* Stated exercise: Please write out the data again, starting at the line that contains "of the rock" and ending at the line that contains "[[115, 135]]", both included. Keep every line and add 75 to each number in the answer coordinates only.

[Data entries]
[BEGIN]

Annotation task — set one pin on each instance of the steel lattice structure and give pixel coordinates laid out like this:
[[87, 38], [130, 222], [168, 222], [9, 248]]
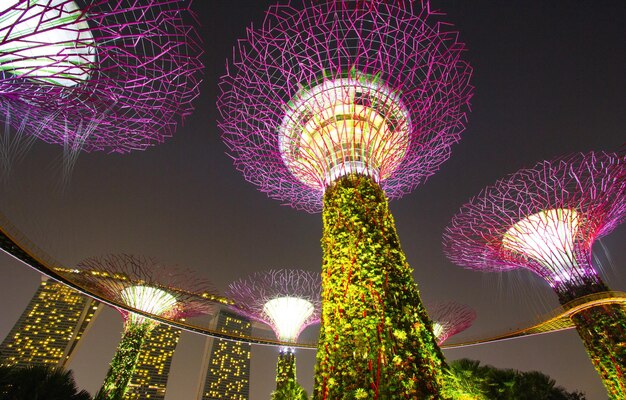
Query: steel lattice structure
[[450, 318], [145, 285], [327, 104], [104, 75], [546, 219], [256, 297], [336, 87], [288, 300], [114, 276]]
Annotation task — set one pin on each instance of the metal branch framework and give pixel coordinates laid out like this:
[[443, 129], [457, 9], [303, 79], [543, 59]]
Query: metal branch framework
[[146, 285], [287, 300], [545, 219], [450, 318], [323, 89], [104, 75]]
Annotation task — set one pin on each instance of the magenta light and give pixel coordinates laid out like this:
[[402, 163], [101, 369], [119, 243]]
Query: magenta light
[[104, 75], [393, 66], [145, 284], [449, 319], [545, 219]]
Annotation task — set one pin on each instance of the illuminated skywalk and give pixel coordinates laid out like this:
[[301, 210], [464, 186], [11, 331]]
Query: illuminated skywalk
[[17, 245]]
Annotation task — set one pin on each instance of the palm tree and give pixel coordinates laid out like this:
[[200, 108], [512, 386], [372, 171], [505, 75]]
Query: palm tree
[[468, 380], [39, 383]]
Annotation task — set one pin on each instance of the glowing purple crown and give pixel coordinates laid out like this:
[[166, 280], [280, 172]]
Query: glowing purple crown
[[287, 300], [336, 87], [450, 318], [106, 75], [144, 284], [544, 219]]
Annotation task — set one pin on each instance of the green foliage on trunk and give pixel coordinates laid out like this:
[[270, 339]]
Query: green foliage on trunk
[[603, 331], [376, 340], [285, 369], [290, 391], [124, 361]]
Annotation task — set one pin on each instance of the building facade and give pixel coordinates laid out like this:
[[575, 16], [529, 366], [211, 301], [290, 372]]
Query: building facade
[[150, 378], [49, 330], [227, 374]]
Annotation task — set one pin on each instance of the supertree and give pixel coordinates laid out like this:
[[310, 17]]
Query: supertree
[[546, 219], [288, 300], [450, 318], [145, 285], [95, 75], [337, 104]]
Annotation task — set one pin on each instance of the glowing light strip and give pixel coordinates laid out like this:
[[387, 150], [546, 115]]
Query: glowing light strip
[[54, 45], [148, 299], [288, 315], [547, 237], [344, 126]]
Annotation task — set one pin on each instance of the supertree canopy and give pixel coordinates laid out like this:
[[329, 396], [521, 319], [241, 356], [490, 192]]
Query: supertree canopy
[[105, 75], [288, 301], [450, 318], [328, 103], [546, 219], [145, 285]]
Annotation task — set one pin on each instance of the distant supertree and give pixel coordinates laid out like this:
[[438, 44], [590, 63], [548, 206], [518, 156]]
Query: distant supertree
[[450, 318], [352, 101], [546, 219], [95, 75], [145, 285], [288, 301]]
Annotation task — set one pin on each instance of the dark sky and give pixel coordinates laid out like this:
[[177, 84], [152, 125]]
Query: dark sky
[[550, 79]]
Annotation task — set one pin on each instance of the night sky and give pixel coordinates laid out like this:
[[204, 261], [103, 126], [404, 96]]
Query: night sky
[[550, 79]]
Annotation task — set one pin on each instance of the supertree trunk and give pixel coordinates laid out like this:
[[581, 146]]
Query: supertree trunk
[[124, 361], [376, 340], [285, 369], [603, 332]]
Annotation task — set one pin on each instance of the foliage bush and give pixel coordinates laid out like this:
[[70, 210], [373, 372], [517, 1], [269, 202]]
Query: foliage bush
[[376, 340]]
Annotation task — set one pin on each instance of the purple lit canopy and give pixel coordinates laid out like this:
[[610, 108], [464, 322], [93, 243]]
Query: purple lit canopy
[[326, 88], [544, 218], [287, 300], [113, 76]]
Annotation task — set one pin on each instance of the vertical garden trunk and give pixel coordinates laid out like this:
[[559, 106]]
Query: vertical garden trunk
[[285, 369], [124, 361], [603, 332], [376, 340]]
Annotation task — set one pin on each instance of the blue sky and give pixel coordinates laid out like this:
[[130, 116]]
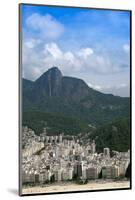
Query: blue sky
[[90, 44]]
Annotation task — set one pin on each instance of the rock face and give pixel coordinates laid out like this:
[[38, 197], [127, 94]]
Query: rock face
[[54, 93]]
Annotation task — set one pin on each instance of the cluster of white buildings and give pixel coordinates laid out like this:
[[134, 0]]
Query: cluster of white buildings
[[63, 158]]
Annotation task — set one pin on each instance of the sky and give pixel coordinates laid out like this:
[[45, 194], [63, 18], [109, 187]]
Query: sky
[[90, 44]]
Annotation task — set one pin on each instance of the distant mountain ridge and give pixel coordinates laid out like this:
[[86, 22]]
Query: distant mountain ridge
[[54, 93]]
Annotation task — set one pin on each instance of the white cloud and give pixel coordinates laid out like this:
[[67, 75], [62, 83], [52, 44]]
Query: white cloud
[[126, 48], [53, 50], [45, 26]]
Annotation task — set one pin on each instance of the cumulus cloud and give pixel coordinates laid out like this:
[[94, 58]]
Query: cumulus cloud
[[126, 48], [44, 26], [39, 56], [85, 52]]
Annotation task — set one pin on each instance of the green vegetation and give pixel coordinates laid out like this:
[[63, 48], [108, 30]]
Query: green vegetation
[[115, 135]]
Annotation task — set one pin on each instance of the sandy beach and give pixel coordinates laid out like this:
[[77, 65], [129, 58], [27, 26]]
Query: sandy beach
[[66, 187]]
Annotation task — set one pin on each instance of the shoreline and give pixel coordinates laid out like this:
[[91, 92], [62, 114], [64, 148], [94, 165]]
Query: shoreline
[[71, 187]]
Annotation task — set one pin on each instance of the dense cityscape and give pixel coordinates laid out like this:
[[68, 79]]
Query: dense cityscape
[[60, 158]]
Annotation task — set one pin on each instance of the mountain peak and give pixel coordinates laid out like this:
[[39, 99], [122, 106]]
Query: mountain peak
[[50, 81]]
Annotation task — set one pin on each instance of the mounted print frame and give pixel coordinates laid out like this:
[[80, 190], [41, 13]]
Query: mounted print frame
[[74, 99]]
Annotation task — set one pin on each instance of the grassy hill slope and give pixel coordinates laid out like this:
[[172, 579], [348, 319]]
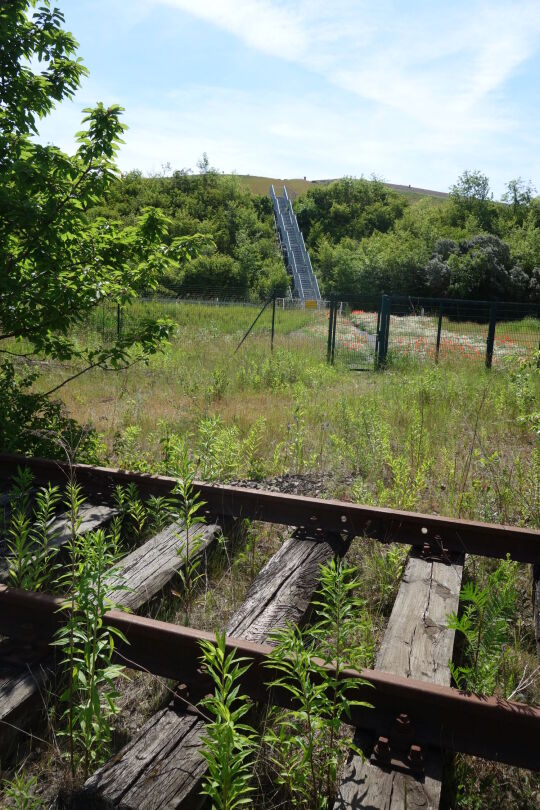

[END]

* Response for this exercise:
Annotation task — set one pin on each instance of the rock face and give pixel coordinates laid out like this:
[[38, 197], [127, 94]]
Query: rock face
[[129, 168]]
Annotation task — set one pin on each instance of the cluster of white buildings and give pixel coordinates laid out like this:
[[134, 0]]
Query: cluster of white buildings
[[138, 233]]
Annotation task — set one pin on each instance of the sky and give pixel coordinates laid out like this:
[[45, 194], [63, 18], [109, 187]]
Query: sky
[[165, 119]]
Annotation task — set one pin on each instance of the distant mountain ridge and give pixel coordinates laid out like this:
[[86, 22]]
Query: distant mountain ridge
[[129, 168]]
Annotation task — set one pin on each instance of the white cloud and give pixel coordinates laid out like this:
[[67, 75], [62, 83], [52, 44]]
Query: white cloud
[[201, 123], [128, 125], [120, 101]]
Annotation task — set one pin on each instance of the cumulus cloud and give pixel coordinates laid out like this:
[[94, 58]]
Query: cumulus cloud
[[201, 123], [119, 101], [114, 131], [160, 127]]
Annotation task — set one pin on each instance of the green vegetation and give pixel coordinates laid out like this:
[[63, 48], [108, 30]]
Query: green vegetation
[[190, 210]]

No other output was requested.